>> Start SOURCE TEXT
In this article, we present a new compact design of a soft pneumatic actuator with curvature proprioceptive ability. The actuator consists of two similar chambers with sinusoidal section shape, and each chamber is fiber reinforced by only winding around the wave peaks. The soft actuator is able to bend bidirectionally with large angle and exerts large tip force under a relatively small pressure. The optimized geometrical parameter is explored through finite element analysis (FEA) simulation. The customized optical waveguide with an intendedly roughened surface, made from poly (methyl methacrylate) (PMMA) material, is integrated into soft actuator as the proprioceptive curvature sensor. The optical waveguide is free of radial deformation and can provide steady linear output under air pressure. Because of the nonlinear behavior of the soft actuator, the modeling of dynamics and precise control of actuator's behavior are two fundamental issues of soft robotics. Therefore, a simplified dynamic modeling framework based on step response experiment is proposed. Considering that the dynamic model includes pressure-dependent parameters, the variable structure control strategy is studied and a competent sliding mode controller is developed. The proposed system was validated by a trajectory tracking experiment.
>> End SOURCE TEXT
>> Start MATERIAL PROVIDED
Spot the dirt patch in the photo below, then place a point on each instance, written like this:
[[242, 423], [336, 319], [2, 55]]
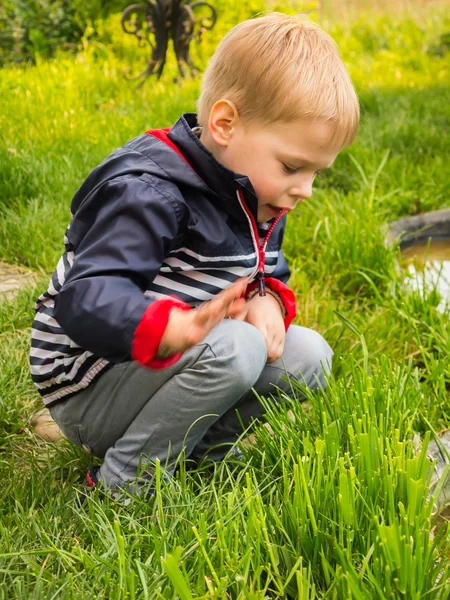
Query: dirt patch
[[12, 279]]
>> End MATERIAL PROVIDED
PROBLEMS TO WORK ON:
1: In the soft actuator text, what material is the optical waveguide made from?
2: Carry the soft actuator text forward from its final sentence.
The listing is separate material, unrelated to the soft actuator text.

OUTPUTS FOR THE TASKS:
1: Poly (methyl methacrylate) (PMMA).

2:
The main contributions of this article are as follows: (1) Differing from the popular reinforced fiber uniformly across the whole chamber, which results in relatively high material stress in pressure-induced bending deformation, the wave chamber with sinusoidal section shape proposed in this research is fiber reinforced only around the wave peak. This design enhances the bidirectional bending ability of the soft actuator in lower air pressure. (2) Through step response experiment, the dynamic modeling framework considering the pressure-dependent parameters is developed toward reproducing the nonlinear behavior of the soft actuator. The technique of Taylor expansion is used to locally linearize the control variable and further establish the model-based variable structure controller. By embedding the plastic optical fiber curvature sensor, the feedback control is implemented.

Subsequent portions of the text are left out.